**** Exercise data ****

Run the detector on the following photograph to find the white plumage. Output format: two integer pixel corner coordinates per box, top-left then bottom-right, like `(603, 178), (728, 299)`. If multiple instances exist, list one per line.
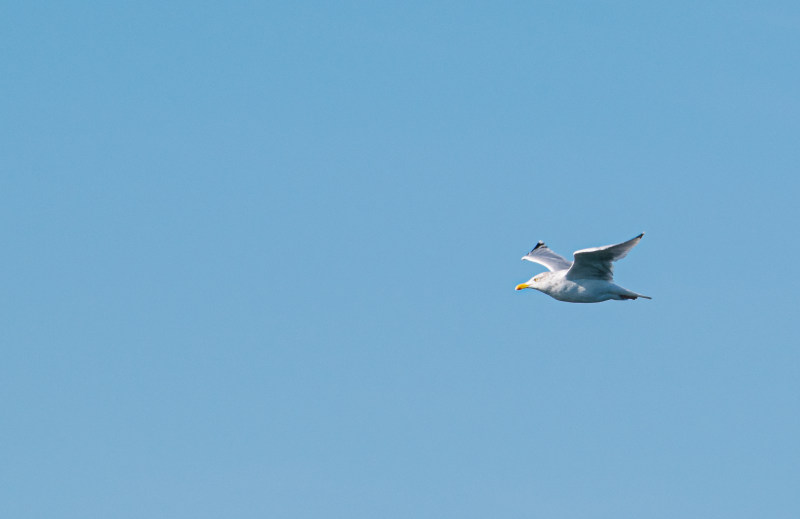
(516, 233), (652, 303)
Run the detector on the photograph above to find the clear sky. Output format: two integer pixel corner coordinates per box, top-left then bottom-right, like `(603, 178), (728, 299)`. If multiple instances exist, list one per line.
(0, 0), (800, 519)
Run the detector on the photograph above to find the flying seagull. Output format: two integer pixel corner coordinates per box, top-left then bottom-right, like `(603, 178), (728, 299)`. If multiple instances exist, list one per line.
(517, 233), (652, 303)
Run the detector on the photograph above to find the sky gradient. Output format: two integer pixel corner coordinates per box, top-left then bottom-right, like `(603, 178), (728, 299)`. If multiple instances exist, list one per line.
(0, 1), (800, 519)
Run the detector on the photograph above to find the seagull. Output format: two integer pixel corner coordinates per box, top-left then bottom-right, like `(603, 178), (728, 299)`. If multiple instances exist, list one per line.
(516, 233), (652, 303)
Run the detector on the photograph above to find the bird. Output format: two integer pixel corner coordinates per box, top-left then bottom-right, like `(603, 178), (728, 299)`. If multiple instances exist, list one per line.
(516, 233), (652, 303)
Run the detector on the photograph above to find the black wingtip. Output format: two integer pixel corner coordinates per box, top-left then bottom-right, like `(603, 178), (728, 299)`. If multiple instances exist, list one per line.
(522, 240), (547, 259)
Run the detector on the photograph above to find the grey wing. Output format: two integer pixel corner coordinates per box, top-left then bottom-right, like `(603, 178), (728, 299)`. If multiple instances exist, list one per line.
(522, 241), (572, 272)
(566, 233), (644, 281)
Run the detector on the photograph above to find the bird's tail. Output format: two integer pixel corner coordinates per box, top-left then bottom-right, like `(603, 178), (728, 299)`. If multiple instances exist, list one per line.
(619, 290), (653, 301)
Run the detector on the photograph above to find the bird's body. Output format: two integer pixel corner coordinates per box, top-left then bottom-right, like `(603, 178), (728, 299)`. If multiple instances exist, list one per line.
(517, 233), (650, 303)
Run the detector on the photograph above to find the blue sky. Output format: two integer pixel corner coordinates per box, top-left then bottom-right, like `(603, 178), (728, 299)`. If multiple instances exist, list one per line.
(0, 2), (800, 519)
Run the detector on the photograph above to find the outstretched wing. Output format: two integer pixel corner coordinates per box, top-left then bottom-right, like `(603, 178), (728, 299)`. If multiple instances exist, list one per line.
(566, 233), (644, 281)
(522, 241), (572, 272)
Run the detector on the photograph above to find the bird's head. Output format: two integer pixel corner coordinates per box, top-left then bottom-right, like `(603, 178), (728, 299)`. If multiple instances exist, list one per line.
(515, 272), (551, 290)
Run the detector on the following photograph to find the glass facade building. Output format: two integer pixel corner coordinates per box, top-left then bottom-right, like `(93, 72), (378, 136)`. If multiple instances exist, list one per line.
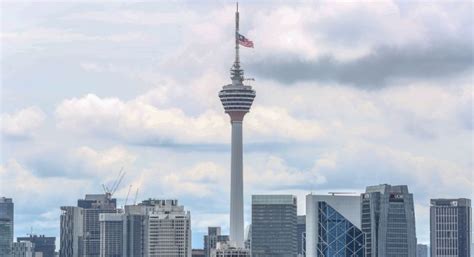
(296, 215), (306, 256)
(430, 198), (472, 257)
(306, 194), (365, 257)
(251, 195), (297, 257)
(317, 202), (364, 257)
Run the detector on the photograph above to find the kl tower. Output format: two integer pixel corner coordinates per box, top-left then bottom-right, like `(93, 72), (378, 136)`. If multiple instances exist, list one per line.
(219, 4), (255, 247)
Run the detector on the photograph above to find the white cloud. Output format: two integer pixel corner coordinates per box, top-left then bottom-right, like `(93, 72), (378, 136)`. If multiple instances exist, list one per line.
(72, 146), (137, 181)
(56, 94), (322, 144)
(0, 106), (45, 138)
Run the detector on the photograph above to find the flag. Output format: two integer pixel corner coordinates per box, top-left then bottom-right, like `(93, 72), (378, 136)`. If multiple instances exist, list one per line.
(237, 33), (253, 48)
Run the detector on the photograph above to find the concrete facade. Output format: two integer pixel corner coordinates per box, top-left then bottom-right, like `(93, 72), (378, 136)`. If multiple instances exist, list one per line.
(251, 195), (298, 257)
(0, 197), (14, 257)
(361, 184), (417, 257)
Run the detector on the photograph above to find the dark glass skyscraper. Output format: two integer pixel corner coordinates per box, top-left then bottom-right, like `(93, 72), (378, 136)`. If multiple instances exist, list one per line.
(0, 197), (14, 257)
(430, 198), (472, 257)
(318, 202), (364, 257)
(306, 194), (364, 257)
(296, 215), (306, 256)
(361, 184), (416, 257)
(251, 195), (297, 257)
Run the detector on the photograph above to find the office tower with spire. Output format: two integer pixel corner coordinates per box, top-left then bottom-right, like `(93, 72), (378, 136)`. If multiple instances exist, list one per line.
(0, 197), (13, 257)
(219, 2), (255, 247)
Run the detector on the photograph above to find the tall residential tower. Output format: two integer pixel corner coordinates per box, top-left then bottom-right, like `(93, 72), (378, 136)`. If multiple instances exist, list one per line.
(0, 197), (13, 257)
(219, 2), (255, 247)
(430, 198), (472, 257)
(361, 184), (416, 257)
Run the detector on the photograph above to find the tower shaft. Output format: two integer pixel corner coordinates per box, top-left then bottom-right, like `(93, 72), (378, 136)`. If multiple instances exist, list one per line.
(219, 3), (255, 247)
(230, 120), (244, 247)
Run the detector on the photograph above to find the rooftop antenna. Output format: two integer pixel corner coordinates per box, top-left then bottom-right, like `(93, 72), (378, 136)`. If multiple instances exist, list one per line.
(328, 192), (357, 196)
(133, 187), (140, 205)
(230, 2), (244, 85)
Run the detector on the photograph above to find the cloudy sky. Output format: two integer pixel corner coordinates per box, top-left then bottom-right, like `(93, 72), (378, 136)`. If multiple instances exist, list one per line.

****

* Goal:
Change every "Run the detector" in the items to "Use the detector" and write all of the items out again with nothing else altered. Leave the pictures out.

* Solution to the exercise:
Use the detector on the following photograph to find the white plumage. Output format: two integer pixel corner coordinates per box, top-left then bottom-right, like `(603, 178), (728, 299)`. If multiple instances exist, list one per line.
(516, 233), (652, 303)
Use the detector on the photograph above to find the clear sky. Output format: two integer pixel corner coordinates per box, top-left then bottom-right, like `(603, 178), (728, 299)`. If multiple instances exist, list one per line.
(0, 0), (800, 519)
Use the detector on the photograph above to find the flying seagull. Output format: two integer pixel corner coordinates per box, top-left then bottom-right, like `(603, 178), (728, 299)`. If multiple instances exist, list one per line.
(517, 233), (652, 303)
Use the detector on the photograph above to find the sky gradient. Output format: two integer pixel corner coordinates per box, top-left then bottom-right, like `(603, 178), (728, 299)`. If multiple instances exist, list one per line.
(0, 1), (800, 519)
Use the detector on the photograph above to find the seagull. Output format: two integer pixel corner coordinates per box, top-left then bottom-right, like `(603, 178), (728, 299)`. If multiple instances exist, list one per line.
(516, 233), (652, 303)
Use the detector on the photograph above to find the bird. Output format: two integer pixel corner coordinates per box, top-left then bottom-right, like `(603, 178), (728, 299)`. If multiple instances exist, list one per line.
(516, 233), (652, 303)
Use the detector on the photograph above to find the black wingtip. Output format: two integer pixel corner coordinates per box, top-left then bottom-right, like `(603, 178), (728, 299)`. If multiple instances exist, list one per line.
(522, 240), (547, 259)
Use the detector on the photograph above to find the grey wing. Output format: two integer pixel corner coordinates per box, top-left then bottom-right, like `(603, 178), (728, 299)`. If multiple instances exist, list one per line.
(522, 241), (572, 272)
(566, 233), (644, 281)
Use the detector on the photograph above to find the bird's tail. Output format: two integer pixel corner coordinates per box, top-left then bottom-right, like `(603, 178), (728, 299)`. If multiple instances exist, list one per line.
(619, 290), (653, 301)
Use the detector on the photograph above to find the bird's body. Output format: two integer pixel corner coordinates per box, top-left then bottom-right, like `(603, 178), (728, 299)`. If multiple instances exist, list one per line.
(517, 233), (650, 303)
Use the detector on the photograph above to find the blue sky. Output format: two integer pixel corner coordinates per box, top-left then bottom-right, like `(603, 178), (728, 299)`. If multiple instances exist, list one per line.
(0, 2), (800, 519)
Use the detector on the photograph above to find the outstretched wing. Output format: two integer pixel corner coordinates per box, top-left then bottom-right, like `(603, 178), (728, 299)`. If multiple instances exist, list one per line.
(566, 233), (644, 281)
(522, 241), (572, 272)
Use the detector on the photograph above to find the bird's head. Output format: two integer pixel corner coordinates per box, top-left then bottom-right, like `(603, 178), (728, 299)`. If multiple instances exist, list one per line.
(515, 272), (551, 290)
Use the detector on the following photograph to find the glass facade building. Output format: two integer pixel corner coordinates per box, top-left then bottom-right, like `(93, 72), (378, 136)`. If multiple instances exist, list one per line.
(296, 215), (306, 256)
(430, 198), (472, 257)
(306, 194), (365, 257)
(251, 195), (297, 257)
(317, 202), (364, 257)
Use the detector on the photograph above to find the kl tower. Output format: two integer pixel corner coordinates per box, top-left then bottom-right, like `(93, 72), (378, 136)`. If multiple instances exist, list one per line.
(219, 4), (255, 247)
Use the detector on the photograph above to find the white cloud. Output format: two integer pixel corner coordinates per box, top-left then bottom-right, like `(93, 72), (378, 136)`. If multiple instances exist, list one per line.
(72, 146), (137, 181)
(56, 94), (322, 144)
(0, 106), (45, 138)
Use the detector on the photograph above to find the flag. Output format: two integer pixel corner coordinates per box, top-left then bottom-right, like `(93, 72), (378, 136)`. If multiple instances exist, list one per line.
(237, 33), (253, 48)
Use the detector on the photograph above to find the concrete facade. Output format: two integer pixel corner coordinates per box, top-left then bottom-right, like `(93, 72), (378, 136)`. If multiple instances exist, list one per line.
(251, 195), (298, 257)
(0, 197), (14, 257)
(361, 184), (417, 257)
Use the detector on the photograph above to find the dark glass skyscraper. Output format: two integer pixel corner coordinates per box, top-left then bottom-right, like `(93, 72), (378, 136)`. If multiple instances exist, list one per line.
(0, 197), (14, 257)
(430, 198), (472, 257)
(318, 202), (364, 257)
(306, 194), (364, 257)
(296, 215), (306, 256)
(361, 184), (416, 257)
(251, 195), (297, 257)
Use the detector on the photograph above to find the office tower with spire. Output format: two integer pixel corner coordinates per box, top-left then bottom-right, like `(93, 72), (378, 136)`. If multiple instances exist, list one per line.
(0, 197), (13, 257)
(219, 2), (255, 247)
Use the detector on the photograph above to find the tall residential tower. Output format: two integer pixel corner coordinates per box, top-left then bottom-right, like `(93, 72), (378, 136)`. If multiple instances exist, list one per line.
(0, 197), (13, 257)
(219, 2), (255, 247)
(430, 198), (472, 257)
(361, 184), (416, 257)
Use the detector on the photograph above to find the tower shaft. Output format: two integer pixel corner coordinates per box, top-left then bottom-right, like `(93, 72), (378, 136)`. If multiple instances exist, list one per line.
(219, 3), (255, 247)
(230, 120), (244, 247)
Use the detector on the photograph above to find the rooftop antenna. Output format: two integer pixel corner coordinates per box, top-left then bottom-right, like `(93, 72), (378, 136)`. If multiple instances exist, list one per line.
(328, 192), (357, 196)
(133, 187), (140, 205)
(230, 2), (244, 85)
Use the detector on the photograph above to find the cloudy sky. Output format: two integer pixel corner coordinates per box, top-left then bottom-right, like `(93, 72), (378, 136)`. If multiple instances exist, list one per line.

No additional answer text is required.